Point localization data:
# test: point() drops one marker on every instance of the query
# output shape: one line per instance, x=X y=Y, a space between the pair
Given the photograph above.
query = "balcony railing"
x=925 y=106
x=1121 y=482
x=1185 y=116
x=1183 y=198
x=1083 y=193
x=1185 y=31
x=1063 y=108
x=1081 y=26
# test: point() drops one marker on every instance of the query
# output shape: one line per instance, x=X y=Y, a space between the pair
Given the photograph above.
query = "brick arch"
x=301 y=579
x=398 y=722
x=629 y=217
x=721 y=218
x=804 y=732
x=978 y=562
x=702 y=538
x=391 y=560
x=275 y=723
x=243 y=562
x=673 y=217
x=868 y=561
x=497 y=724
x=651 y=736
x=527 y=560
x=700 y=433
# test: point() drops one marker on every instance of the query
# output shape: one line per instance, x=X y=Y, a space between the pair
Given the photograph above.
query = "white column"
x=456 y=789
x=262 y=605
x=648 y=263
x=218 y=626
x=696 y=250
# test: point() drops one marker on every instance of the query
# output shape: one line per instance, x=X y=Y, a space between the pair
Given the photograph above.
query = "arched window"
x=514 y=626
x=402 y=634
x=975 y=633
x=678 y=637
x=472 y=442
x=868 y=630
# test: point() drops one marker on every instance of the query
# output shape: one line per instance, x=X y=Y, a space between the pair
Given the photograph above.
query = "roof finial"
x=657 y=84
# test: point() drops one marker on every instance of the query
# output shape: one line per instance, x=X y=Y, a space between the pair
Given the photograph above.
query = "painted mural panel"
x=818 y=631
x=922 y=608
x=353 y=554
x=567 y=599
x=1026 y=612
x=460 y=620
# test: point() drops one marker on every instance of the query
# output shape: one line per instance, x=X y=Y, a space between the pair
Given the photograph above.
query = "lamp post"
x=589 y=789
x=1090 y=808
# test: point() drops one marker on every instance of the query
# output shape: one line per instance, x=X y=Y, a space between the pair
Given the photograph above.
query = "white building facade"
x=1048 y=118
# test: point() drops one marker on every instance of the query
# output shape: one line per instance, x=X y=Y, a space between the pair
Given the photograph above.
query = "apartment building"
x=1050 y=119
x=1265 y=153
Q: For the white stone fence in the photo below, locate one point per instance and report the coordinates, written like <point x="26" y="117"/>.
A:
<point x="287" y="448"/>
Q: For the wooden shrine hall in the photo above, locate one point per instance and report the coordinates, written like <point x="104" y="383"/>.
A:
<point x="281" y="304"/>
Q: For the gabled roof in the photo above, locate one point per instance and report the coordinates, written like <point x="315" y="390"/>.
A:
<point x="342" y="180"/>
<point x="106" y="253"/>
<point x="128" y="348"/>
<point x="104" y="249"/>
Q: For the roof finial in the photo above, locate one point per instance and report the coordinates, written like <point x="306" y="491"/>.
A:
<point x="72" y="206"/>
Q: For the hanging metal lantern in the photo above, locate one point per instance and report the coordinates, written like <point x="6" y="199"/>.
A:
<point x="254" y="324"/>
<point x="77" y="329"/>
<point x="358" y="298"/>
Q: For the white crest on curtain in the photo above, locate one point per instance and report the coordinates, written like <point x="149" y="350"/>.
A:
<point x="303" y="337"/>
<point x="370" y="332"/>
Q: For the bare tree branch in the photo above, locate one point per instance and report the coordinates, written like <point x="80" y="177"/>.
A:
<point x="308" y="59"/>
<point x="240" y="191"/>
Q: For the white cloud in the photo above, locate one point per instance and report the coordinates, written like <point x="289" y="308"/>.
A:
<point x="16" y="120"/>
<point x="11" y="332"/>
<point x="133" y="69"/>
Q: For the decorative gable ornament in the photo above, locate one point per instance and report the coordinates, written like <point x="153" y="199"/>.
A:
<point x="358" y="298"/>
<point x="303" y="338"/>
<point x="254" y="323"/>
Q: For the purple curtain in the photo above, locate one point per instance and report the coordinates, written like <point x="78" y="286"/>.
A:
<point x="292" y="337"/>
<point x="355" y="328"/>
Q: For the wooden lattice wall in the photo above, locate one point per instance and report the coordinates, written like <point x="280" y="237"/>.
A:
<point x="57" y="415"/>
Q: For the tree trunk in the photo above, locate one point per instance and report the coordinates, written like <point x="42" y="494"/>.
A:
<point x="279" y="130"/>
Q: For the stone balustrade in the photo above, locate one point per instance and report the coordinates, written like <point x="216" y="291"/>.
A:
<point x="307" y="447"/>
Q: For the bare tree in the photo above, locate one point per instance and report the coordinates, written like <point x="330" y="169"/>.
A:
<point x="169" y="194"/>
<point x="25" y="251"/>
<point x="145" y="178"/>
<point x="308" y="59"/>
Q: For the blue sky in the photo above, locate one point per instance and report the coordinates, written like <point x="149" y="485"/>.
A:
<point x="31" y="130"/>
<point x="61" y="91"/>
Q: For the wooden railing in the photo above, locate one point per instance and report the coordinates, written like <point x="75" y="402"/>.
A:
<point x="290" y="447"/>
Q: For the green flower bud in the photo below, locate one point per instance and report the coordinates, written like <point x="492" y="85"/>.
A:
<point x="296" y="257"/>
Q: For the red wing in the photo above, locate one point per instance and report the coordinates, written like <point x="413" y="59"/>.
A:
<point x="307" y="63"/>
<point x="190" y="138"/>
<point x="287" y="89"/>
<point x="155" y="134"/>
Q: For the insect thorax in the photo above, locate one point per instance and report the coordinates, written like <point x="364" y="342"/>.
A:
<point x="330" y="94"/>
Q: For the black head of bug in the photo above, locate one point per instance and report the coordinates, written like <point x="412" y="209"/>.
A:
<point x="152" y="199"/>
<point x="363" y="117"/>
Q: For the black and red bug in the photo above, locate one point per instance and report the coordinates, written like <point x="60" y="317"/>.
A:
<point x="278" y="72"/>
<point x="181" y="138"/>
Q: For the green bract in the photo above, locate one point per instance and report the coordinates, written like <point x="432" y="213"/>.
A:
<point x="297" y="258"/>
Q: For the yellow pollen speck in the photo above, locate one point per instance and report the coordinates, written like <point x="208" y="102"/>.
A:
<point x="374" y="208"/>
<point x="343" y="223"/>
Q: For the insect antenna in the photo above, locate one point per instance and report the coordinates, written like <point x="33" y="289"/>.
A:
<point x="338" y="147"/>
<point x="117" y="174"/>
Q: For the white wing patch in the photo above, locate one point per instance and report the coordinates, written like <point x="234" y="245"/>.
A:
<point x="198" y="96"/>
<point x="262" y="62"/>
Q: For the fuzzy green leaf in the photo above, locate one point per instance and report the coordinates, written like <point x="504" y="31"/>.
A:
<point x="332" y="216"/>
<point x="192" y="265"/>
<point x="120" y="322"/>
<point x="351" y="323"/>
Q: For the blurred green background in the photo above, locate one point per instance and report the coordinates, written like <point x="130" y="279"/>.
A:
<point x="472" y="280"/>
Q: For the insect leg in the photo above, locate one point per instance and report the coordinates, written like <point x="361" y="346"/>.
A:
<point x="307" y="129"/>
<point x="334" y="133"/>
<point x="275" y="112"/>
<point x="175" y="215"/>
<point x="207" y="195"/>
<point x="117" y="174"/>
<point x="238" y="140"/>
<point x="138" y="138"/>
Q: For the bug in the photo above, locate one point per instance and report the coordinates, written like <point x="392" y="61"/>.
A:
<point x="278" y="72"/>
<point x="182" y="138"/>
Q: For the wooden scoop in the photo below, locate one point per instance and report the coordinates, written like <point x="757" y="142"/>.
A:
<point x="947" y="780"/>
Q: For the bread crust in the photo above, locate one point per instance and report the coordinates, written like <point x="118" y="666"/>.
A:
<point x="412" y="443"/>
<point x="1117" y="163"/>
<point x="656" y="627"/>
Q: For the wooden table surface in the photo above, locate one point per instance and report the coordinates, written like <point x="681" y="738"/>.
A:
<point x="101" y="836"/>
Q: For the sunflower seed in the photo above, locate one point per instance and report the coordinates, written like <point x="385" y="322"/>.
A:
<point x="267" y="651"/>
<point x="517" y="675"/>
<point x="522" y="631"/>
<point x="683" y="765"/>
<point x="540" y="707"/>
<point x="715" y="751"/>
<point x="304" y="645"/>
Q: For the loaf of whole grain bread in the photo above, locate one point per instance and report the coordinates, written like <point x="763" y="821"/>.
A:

— What the task asks —
Reproduce each line of the records in which the word "green" appears.

— Result —
Q: For the green flower bud in the photo below, locate one point per instance and report the coordinates, written like <point x="492" y="85"/>.
Q: For the green bract in the photo above, locate one point per instance and report the coordinates, written like <point x="432" y="213"/>.
Q: For the fuzzy green leaf in the photo above, locate one point per instance and report the coordinates, written like <point x="504" y="31"/>.
Q: For the blurred green background in the photo above, locate one point per instance and report the coordinates, written like <point x="130" y="279"/>.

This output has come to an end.